[Records excerpted from a collection]
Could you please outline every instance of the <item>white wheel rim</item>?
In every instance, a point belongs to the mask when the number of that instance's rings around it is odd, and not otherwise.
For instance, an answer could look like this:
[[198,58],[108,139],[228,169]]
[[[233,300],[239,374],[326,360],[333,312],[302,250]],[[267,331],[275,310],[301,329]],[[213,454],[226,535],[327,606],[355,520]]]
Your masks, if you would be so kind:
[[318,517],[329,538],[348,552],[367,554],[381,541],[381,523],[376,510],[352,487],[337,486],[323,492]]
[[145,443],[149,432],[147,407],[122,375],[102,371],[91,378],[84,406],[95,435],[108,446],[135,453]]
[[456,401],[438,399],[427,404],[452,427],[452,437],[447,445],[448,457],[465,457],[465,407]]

**Task to complete:** Retype every item above word for word, keeping each line unchanged.

**Finished exercise:**
Could you please outline every instance of the <item>white wheel rim</item>?
In every instance, a point belongs to the mask when the number of that instance's rings around it is odd, and not otherwise.
For instance, an answer could look like this:
[[198,58],[108,139],[228,169]]
[[[233,300],[239,374],[326,360],[333,312],[302,250]],[[267,331],[275,310],[301,329]],[[213,454],[226,535],[327,606],[355,520]]]
Your masks, if you would be so kind:
[[318,517],[329,538],[348,552],[367,554],[381,541],[381,523],[376,510],[352,487],[337,486],[323,492]]
[[145,443],[149,432],[147,407],[122,375],[102,371],[91,378],[84,406],[95,435],[108,446],[135,453]]
[[456,401],[438,399],[427,404],[452,427],[452,437],[447,445],[448,457],[465,457],[465,407]]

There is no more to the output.